◆ **Do this**: Output the full material exactly as it appears here.

◆ **Task material**:
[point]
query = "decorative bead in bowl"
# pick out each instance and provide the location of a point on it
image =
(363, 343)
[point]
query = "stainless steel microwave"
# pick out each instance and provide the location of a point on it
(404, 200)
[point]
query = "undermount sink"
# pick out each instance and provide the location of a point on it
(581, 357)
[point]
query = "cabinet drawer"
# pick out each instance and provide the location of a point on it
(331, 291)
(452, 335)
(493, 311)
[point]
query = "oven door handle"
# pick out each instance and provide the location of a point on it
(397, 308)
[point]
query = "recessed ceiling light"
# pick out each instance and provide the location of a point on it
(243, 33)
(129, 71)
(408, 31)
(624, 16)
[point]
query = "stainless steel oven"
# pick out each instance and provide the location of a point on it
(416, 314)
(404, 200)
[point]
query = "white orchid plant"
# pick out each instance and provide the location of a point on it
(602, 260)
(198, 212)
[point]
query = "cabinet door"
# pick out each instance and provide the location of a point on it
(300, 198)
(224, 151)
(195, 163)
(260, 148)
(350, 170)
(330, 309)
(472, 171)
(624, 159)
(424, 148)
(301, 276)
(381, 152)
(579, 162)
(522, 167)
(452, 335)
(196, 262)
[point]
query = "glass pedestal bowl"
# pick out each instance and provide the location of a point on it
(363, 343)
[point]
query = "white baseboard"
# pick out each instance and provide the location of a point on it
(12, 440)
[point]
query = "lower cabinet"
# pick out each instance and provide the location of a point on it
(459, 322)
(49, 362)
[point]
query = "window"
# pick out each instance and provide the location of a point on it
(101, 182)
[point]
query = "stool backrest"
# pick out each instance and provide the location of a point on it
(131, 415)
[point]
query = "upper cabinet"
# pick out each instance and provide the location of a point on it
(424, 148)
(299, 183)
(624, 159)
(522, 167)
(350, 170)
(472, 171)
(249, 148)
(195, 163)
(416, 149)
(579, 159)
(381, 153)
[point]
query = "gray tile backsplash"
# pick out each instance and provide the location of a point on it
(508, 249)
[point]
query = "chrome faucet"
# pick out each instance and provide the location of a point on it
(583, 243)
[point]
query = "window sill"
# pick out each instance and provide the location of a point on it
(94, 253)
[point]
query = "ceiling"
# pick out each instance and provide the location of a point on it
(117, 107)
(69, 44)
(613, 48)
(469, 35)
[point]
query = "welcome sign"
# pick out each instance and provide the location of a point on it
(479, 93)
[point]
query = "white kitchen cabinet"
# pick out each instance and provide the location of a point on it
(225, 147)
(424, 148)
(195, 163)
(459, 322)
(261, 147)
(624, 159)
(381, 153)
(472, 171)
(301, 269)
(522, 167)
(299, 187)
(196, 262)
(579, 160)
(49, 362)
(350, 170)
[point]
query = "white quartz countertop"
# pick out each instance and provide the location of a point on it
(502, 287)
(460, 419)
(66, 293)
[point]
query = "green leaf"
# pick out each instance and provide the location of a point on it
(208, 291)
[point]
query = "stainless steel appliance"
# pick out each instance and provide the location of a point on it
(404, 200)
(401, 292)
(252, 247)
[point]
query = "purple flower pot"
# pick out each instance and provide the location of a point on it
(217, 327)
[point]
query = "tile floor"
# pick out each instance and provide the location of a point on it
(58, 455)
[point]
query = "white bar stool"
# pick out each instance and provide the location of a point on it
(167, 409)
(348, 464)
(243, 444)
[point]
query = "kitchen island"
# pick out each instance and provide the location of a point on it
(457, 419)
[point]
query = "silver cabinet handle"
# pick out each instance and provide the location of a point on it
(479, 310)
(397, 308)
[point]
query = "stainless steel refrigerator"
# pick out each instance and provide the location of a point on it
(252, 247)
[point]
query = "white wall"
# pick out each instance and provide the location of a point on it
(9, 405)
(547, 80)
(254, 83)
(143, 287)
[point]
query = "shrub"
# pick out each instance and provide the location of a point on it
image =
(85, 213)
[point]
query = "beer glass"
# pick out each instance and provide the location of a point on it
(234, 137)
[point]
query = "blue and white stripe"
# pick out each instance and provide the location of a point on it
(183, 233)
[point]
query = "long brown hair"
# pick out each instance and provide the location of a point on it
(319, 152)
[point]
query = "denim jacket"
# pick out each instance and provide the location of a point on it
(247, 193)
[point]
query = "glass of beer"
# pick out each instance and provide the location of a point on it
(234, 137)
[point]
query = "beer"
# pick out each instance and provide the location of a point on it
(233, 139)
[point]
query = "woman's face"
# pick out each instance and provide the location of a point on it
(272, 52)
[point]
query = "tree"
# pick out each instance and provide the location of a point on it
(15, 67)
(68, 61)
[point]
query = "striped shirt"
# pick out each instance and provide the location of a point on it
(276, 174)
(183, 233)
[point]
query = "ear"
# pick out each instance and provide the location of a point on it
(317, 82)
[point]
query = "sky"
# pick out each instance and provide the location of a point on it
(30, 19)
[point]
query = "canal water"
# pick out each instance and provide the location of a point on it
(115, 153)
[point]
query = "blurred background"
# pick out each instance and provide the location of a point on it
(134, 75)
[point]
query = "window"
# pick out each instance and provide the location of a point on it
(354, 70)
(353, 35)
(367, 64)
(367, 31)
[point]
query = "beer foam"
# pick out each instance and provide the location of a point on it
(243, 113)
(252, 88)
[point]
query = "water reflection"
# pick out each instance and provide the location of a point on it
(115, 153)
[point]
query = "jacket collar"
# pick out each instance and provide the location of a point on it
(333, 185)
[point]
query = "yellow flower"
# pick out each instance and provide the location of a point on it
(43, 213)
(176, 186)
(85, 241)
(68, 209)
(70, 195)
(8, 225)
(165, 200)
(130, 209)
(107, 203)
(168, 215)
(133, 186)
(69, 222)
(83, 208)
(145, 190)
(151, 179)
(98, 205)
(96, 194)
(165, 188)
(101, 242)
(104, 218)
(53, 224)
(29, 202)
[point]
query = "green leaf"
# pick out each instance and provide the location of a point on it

◆ **Exercise response**:
[point]
query = "decorative bead in bowl"
# pick out each instance and provide the location of a point on it
image =
(363, 343)
[point]
query = "stainless steel microwave"
# pick out each instance and provide the location of a point on it
(404, 200)
[point]
query = "undermount sink"
# pick out each instance and provide the location of a point on it
(581, 357)
[point]
query = "cabinet drawer"
# pick out each instance and provide the location of a point on it
(331, 291)
(452, 335)
(493, 311)
[point]
query = "oven door handle"
# pick out each instance and provide the location of a point on it
(397, 308)
[point]
query = "recessed ceiling light"
# pick out each instance and provide the location of a point on it
(243, 33)
(129, 71)
(408, 31)
(624, 16)
[point]
query = "stainless steel oven"
# pick out each instance and provide the location of a point on it
(416, 314)
(404, 200)
[point]
query = "white orchid plant"
# pick out each instance and provide the location of a point on it
(602, 260)
(198, 212)
[point]
query = "cabinet door"
# pick out each instance and provide the location of a point on it
(300, 198)
(224, 151)
(195, 163)
(260, 148)
(350, 170)
(330, 309)
(472, 171)
(624, 159)
(424, 148)
(301, 276)
(381, 152)
(579, 162)
(522, 167)
(452, 335)
(196, 262)
[point]
query = "glass pedestal bowl"
# pick out each instance and provide the location of a point on it
(363, 343)
[point]
query = "white baseboard"
# pick out each instance and provide the location of a point on it
(12, 440)
[point]
query = "lower cabinet"
# pick out each instance and provide the location of a point on it
(459, 322)
(49, 362)
[point]
query = "window"
# pick out each instance and provide the location of a point on it
(101, 182)
[point]
query = "stool backrest"
# pick out each instance and provide the location of a point on it
(131, 415)
[point]
query = "upper cabinet"
# pick out each instance and provide the location of a point on it
(424, 148)
(299, 183)
(624, 159)
(522, 167)
(350, 170)
(472, 171)
(249, 148)
(195, 163)
(416, 149)
(579, 159)
(381, 153)
[point]
query = "gray tile backsplash"
# pick out each instance and provide the location of a point on it
(508, 249)
[point]
query = "chrome faucet"
# pick out each instance and provide the location of a point on it
(583, 243)
[point]
query = "window sill"
# pick out each instance and provide the location of a point on it
(94, 253)
[point]
query = "ceiling"
# pick out each instance and provide the location of a point on it
(117, 107)
(69, 44)
(613, 48)
(469, 35)
[point]
query = "welcome sign"
# pick out each instance and provide the location of a point on it
(479, 93)
[point]
query = "white kitchen cabinet"
# pick out each instance and provide the location of a point on it
(225, 147)
(424, 148)
(195, 163)
(459, 322)
(261, 147)
(624, 159)
(381, 153)
(472, 171)
(301, 269)
(522, 167)
(299, 187)
(196, 262)
(579, 160)
(49, 362)
(350, 170)
[point]
query = "white quartz countertop"
# pick out each instance and provide the location of a point on it
(502, 287)
(460, 419)
(66, 293)
[point]
query = "green leaf"
# pick out each instance and provide the location of a point on it
(208, 291)
[point]
query = "stainless steel appliance"
# pick out each instance and provide the location of a point on it
(404, 200)
(401, 292)
(252, 247)
[point]
query = "purple flower pot"
# pick out each instance and provide the location of a point on it
(217, 327)
[point]
query = "tile floor"
# pick out each instance and provide the location of a point on it
(58, 455)
[point]
query = "white bar stool"
# pick out each instance and provide the location of a point on it
(167, 409)
(348, 464)
(243, 444)
[point]
query = "kitchen island"
# pick out each instance and provide the location of a point on it
(457, 419)
[point]
query = "silver cabinet handle"
# pick out each instance and provide the location of a point on it
(479, 310)
(397, 308)
[point]
query = "stainless steel refrigerator"
# pick out each instance and provide the location of a point on it
(252, 247)
[point]
query = "white wall"
# pick out each instance and provide the location of a point on it
(9, 405)
(547, 80)
(254, 83)
(143, 287)
[point]
query = "shrub"
# pick out each instance and provide the location of a point on it
image =
(85, 213)
[point]
query = "beer glass"
# pick out each instance and provide the location of a point on it
(234, 137)
[point]
query = "blue and white stripe"
# pick out each instance and provide the location of a point on it
(183, 233)
[point]
query = "long brown hair"
# pick out each instance and provide the location of a point on it
(319, 152)
[point]
query = "denim jacket"
# pick out each instance and provide the location of a point on it
(247, 193)
[point]
query = "glass of beer"
# pick out each instance and provide the location of a point on it
(234, 137)
[point]
query = "beer"
# pick out each instance and provide the location of a point on it
(233, 139)
[point]
query = "woman's face"
# pick out each instance and provide the location of a point on it
(272, 52)
[point]
query = "tree"
# pick out each instance and provide the location of a point on it
(15, 67)
(68, 61)
[point]
query = "striped shirt"
# pick out each instance and provide the location of a point on it
(276, 174)
(183, 233)
[point]
query = "ear"
# pick out each instance and provide the location of a point on it
(317, 82)
[point]
query = "sky"
# pick out each instance and provide the location of a point on it
(30, 19)
[point]
query = "canal water"
# pick out each instance and provide the location of a point on it
(115, 153)
[point]
query = "blurred background"
# pick out each instance and provide the location of a point on it
(134, 75)
[point]
query = "window"
# pick out each instance and provide the location of a point on it
(354, 70)
(353, 35)
(367, 64)
(367, 31)
[point]
query = "beer foam"
# pick out each instance and provide the location of a point on it
(243, 113)
(252, 88)
[point]
query = "water reflection"
# pick out each instance and provide the location of a point on it
(115, 153)
[point]
query = "jacket collar"
# pick out each instance and provide the location of a point on it
(333, 185)
[point]
query = "yellow flower"
# pick out each instance and provide the location of a point on it
(43, 213)
(176, 186)
(85, 241)
(68, 209)
(70, 195)
(8, 225)
(165, 200)
(130, 209)
(107, 203)
(168, 215)
(133, 186)
(69, 222)
(83, 208)
(145, 190)
(151, 179)
(98, 205)
(96, 194)
(165, 188)
(101, 242)
(104, 218)
(53, 224)
(29, 202)
[point]
query = "green leaf"
# pick out each instance and provide the location of a point on it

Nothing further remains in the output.